I'm a developer and consultant working for Agile42 to bring Agilo to the next level.

I want to tell you about the joys of automation today - the joy of having your test run just whenever you save one of your files.

Because this is the thing - you cannot deliver high quality software with your Scrum implementation every month without having great engineering practices. If you don't have them, you can still deliver something every month and know exactly where you stand - but the quality will not be there. This is where practices like Unit Testing and Test Driven Development come in, as they are some of the best ways to improve quality that we as software professionals have found till today.

Unit Testing is all about getting more feedback about the code you are writing faster - this is the core of why it is so spectacularly productivity and quality enhancing.

In essence you open up a conversation with your code where you have

  • Higher bandwidth than just looking at compiler output, because you write tests that tell you specific data points about your code when they fail. Also with many scripting languages like JavaScript or php for example you tend to get very little useful information from the interpreter to beginn with.

WHAT YOU WILL DO -
1 - Please transcribe the passage on unit testing from "Because this is" to "and quality enhancing.".
2 - Name every company, product, working method, and programming language that the passage on unit testing mentions.
3 - Write the next part of the passage on unit testing, picking up after its final sentence.
The lines after this come from a different source.

Stored items
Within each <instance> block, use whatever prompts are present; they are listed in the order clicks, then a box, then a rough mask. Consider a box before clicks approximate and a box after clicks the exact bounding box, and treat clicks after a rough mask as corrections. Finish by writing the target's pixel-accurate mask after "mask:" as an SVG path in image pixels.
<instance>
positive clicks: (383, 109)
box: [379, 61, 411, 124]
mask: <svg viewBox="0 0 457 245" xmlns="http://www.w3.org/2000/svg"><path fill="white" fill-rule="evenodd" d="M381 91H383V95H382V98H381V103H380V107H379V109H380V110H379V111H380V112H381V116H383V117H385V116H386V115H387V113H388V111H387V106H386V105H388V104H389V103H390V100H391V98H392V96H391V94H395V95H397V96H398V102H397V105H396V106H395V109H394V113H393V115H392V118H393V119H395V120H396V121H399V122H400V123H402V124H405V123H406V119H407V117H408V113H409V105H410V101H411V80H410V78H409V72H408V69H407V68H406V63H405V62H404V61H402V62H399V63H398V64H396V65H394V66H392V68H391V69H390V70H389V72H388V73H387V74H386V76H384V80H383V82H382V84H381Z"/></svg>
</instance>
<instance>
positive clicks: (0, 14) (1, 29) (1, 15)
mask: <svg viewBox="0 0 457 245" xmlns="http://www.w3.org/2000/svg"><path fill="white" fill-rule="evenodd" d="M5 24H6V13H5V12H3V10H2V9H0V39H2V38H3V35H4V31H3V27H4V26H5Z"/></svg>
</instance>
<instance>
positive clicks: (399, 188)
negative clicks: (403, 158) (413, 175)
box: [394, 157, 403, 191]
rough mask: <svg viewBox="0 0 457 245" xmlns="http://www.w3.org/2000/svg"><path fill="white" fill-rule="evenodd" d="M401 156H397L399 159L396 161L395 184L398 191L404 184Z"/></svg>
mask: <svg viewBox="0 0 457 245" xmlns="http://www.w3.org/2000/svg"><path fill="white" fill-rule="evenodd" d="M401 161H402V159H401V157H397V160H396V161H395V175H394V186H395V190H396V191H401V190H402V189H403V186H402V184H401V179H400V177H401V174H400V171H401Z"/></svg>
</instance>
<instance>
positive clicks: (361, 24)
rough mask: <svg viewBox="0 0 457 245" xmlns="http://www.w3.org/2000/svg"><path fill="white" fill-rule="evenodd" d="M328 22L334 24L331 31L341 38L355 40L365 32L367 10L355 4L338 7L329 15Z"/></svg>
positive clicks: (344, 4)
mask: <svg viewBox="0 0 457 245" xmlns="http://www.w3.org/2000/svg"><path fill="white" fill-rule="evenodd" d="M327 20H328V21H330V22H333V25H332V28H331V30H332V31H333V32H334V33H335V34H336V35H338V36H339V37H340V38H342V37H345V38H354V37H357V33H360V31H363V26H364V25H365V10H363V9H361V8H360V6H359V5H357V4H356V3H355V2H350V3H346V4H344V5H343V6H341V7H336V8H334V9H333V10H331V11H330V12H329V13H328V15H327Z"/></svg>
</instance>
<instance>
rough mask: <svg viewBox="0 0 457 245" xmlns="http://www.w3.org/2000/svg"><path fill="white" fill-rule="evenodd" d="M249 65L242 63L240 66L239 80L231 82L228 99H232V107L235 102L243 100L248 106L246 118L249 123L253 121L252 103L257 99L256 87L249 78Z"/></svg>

TASK-BY-TASK ANSWERS -
1 -
Because this is the thing - you cannot deliver high quality software with your Scrum implementation every month without having great engineering practices. If you don't have them, you can still deliver something every month and know exactly where you stand - but the quality will not be there. This is where practices like Unit Testing and Test Driven Development come in, as they are some of the best ways to improve quality that we as software professionals have found till today.

Unit Testing is all about getting more feedback about the code you are writing faster - this is the core of why it is so spectacularly productivity and quality enhancing.

2 - Agile42, Agilo, Scrum, Unit Testing, Test Driven Development, JavaScript, php

3 -
  • Faster, because tests don't need to click through some UI or navigate a command line interface to test that specific thing you are working on right now.
  • More input, because it makes sense to run those tests much more often than just compiling the code itself.

This last point however becomes very repetitive very fast - and this is where it makes the most sense to apply the old rule of "Three strikes and you automate".

This is what I want to talk about: tools that run your unit tests each time you save a file.

I can't even beginn to tell you in writing how powerful this is - you really have to try it to see how addictive it is.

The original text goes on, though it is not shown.